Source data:

......

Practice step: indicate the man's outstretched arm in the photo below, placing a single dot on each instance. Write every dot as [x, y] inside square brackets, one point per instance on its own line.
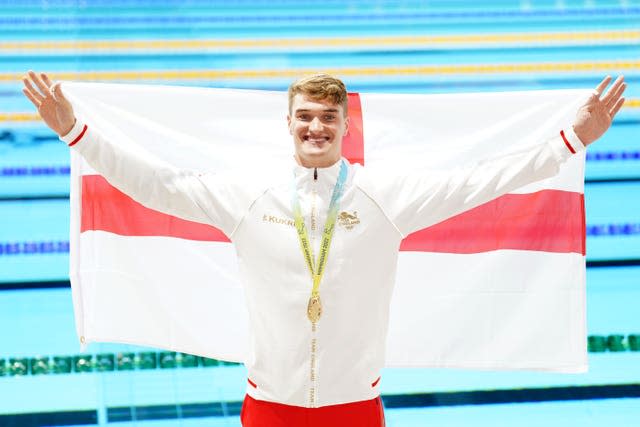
[416, 200]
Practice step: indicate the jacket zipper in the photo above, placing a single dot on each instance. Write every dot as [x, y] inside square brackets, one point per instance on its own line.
[312, 361]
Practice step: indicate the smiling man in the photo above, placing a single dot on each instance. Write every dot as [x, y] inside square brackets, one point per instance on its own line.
[318, 295]
[318, 120]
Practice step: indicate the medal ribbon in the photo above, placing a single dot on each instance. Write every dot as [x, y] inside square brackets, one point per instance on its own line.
[317, 268]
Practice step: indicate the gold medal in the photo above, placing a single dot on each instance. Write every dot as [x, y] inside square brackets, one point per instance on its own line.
[314, 308]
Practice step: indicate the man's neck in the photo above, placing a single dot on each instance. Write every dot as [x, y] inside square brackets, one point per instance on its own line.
[324, 162]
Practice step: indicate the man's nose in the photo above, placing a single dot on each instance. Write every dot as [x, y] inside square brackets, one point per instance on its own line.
[315, 125]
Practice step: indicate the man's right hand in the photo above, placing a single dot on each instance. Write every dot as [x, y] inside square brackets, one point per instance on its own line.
[53, 107]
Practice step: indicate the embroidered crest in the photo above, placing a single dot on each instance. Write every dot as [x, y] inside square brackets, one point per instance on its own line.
[348, 220]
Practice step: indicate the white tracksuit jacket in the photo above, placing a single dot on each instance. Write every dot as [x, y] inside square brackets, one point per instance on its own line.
[254, 211]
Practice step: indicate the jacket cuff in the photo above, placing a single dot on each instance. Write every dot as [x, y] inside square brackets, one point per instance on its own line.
[76, 134]
[571, 141]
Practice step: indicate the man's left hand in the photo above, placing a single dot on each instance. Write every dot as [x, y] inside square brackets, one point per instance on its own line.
[595, 116]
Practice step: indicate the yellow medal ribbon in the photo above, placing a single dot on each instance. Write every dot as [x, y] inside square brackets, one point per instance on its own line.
[314, 307]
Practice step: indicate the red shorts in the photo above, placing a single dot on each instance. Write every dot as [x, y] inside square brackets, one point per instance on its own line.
[258, 413]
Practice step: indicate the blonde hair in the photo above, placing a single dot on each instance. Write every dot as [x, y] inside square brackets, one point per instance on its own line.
[320, 87]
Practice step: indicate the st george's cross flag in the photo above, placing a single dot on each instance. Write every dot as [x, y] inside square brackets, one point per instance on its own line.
[501, 286]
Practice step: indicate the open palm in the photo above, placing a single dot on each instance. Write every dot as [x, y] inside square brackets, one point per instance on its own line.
[53, 107]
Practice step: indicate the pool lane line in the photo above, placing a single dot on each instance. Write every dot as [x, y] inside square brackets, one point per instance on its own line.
[400, 41]
[375, 71]
[339, 17]
[34, 117]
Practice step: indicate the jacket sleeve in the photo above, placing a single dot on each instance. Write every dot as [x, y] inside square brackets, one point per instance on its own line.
[216, 199]
[413, 201]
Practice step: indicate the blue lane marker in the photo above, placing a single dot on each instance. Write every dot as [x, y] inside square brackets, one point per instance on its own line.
[32, 248]
[62, 246]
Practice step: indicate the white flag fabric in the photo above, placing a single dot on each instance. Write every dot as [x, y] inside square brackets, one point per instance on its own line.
[501, 286]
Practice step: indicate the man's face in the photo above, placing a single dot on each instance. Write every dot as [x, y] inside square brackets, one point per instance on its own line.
[317, 128]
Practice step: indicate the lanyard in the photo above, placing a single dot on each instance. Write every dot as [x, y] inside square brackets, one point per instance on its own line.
[314, 308]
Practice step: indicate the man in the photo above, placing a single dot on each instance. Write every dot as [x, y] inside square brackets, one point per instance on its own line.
[317, 295]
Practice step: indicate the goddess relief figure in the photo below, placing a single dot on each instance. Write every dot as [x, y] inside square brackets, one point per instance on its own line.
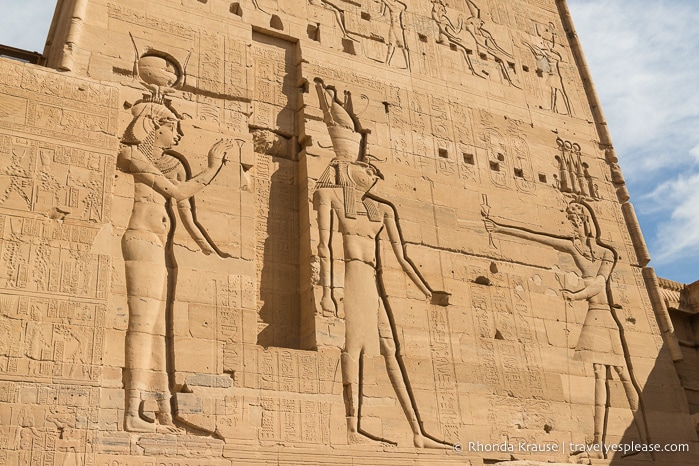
[159, 179]
[343, 192]
[600, 341]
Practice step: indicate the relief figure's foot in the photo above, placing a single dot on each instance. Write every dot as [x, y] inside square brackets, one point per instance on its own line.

......

* TO DO: Please output every entry exactly as written, apart from the pictures.

* ANSWER TO THIS EXERCISE:
Practice step: indicate the man's outstretched arm in the photo below, placing a single dot on each instance. Write every dot as [x, y] inside square brackets, one point per instance on its own line.
[416, 200]
Practice step: indicate the jacket zipper in the photo above, placing a single dot on each instance. Write every dot as [x, y] inside square brackets, one point per instance on its own line.
[312, 361]
Practice step: indicate the smiling man in the photo above, placing a single dot on each instance. Write every dot as [x, y] inside square brackets, one point per instance on its own line.
[318, 295]
[318, 120]
Practice step: indicate the medal ribbon in the photo above, placing a single dot on each instance. Write every dot as [x, y] inside square brackets, one point per instance on its own line.
[317, 268]
Practice step: indicate the gold medal in the photo above, placing a single dot on each instance. Write every dot as [x, y] inside square brackets, one point per instance on its own line.
[314, 308]
Practice step: indicate the man's neck in the photo above, placing a single dot on each instance. Write every dot as [x, y] inside square brackets, one point per instance on its own line.
[324, 162]
Practice step: indicate the man's nose in the photo above, placing a single dot on each instance. Write every dot as [x, y] inside square brackets, one point per instance on its own line.
[315, 125]
Practice step: indicate the man's right hand in the photo above, placing a single dot on each instance. Write every dot as [x, y] inside square brackets, one point per instance on its own line.
[53, 107]
Practice step: indicate the embroidered crest in the photo above, placing a single dot on each instance. Write every dot as [x, y] inside square brackets, one point per instance on its own line.
[348, 220]
Practice step: indicate the white tracksuit jacket in the photo above, placing a single dot on each instance. Write every dot as [x, y] inside square brackets, one point per instance on its own line.
[254, 211]
Practice step: indicate the jacket cuff in the photo above, placing a single dot on each instance. Write every dot as [x, y] inside square brackets, one point per instance on its own line.
[76, 134]
[571, 141]
Practice step: indicate the man's left hand in the photo above, placing a single dot on each instance. Write every dot as [x, y] inside square brackets, one point per instance on its own line.
[595, 116]
Practice step: indicate the yellow medal ribbon in the photo above, placing a single dot on each instance. Write every dot as [x, y] inside square brackets, one point per instance on its own line.
[314, 307]
Practice step: indicate the red shorts in the photo above, placing a single dot on each instance. Write every dot as [x, y] inside square brackets, one point per instance on its own line.
[258, 413]
Practice step: indicate the blonde hair in the photo above, placing a single dot on each instance. Write every dot as [x, y] inside square brackets, one point per instance on its own line.
[320, 87]
Practice step: indicate the st george's cross flag in the photo above, placing a single dot on each instance. Write every dot as [x, y] inside square brackets, one point per instance on its own line.
[501, 286]
Practice step: indicate the open palm in the photo above, placing a single dot on each instance. Write every dot as [x, y] inside square brackets, one point per instance on its own line.
[53, 107]
Practice step: indicate the pool lane line in the photo above, placing a single dot on each instance. Write every dot as [x, y] inside square brackets, one point per instance on its own line.
[400, 41]
[375, 71]
[339, 17]
[34, 117]
Practice step: indicate the jacket sleeve in the photo above, placing a single dot on each instance. Write every dot as [x, y] inside square brackets, one point per instance on its own line.
[216, 199]
[413, 201]
Practice step: indicate the blue lane marker in the photo above, placing a single dot on each instance. Write every dot as [x, y] inside square brackets, one point per instance on its own line.
[32, 248]
[62, 246]
Practice step: indicate the white flag fabric in the photo above, placing a single dot on each instance. Write every dot as [x, y] inside square brackets, one point per instance on its own line.
[501, 286]
Practice step: indicate the man's face in the photo above, placing a single dot on each instance. Write every dot as [x, y] inside square brackets, one point per instance on its own line.
[317, 128]
Practice step: indicate the lanyard in the photo above, placing a single dot on each instance. Write every dot as [x, y] inside square brackets, one point per instance on its own line.
[314, 308]
Practice step: indicate the man in the photo above, placing a single dot on each instance. Write every dot as [x, y] inside square brackets, one point per instance on its own line.
[317, 295]
Practice step: indicate the goddess relief figure in the photo below, placing a single dot on each instance. Write every dot as [x, y] inside square brackets, one point per instance on its own line.
[159, 179]
[343, 192]
[600, 341]
Practice step: indicate the relief figure's foot in the photo above, placing a single dot on each instance. Write every dot as [x, y] inside square brackets, one point per instance on its own line.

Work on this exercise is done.